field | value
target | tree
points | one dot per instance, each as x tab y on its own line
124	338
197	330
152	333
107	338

================

- **Work instruction**:
Take each record above and return it verbatim.

- **Result**:
field | value
target | tree
points | one dot per instance, each as x tab y on its own line
124	338
197	330
152	333
107	338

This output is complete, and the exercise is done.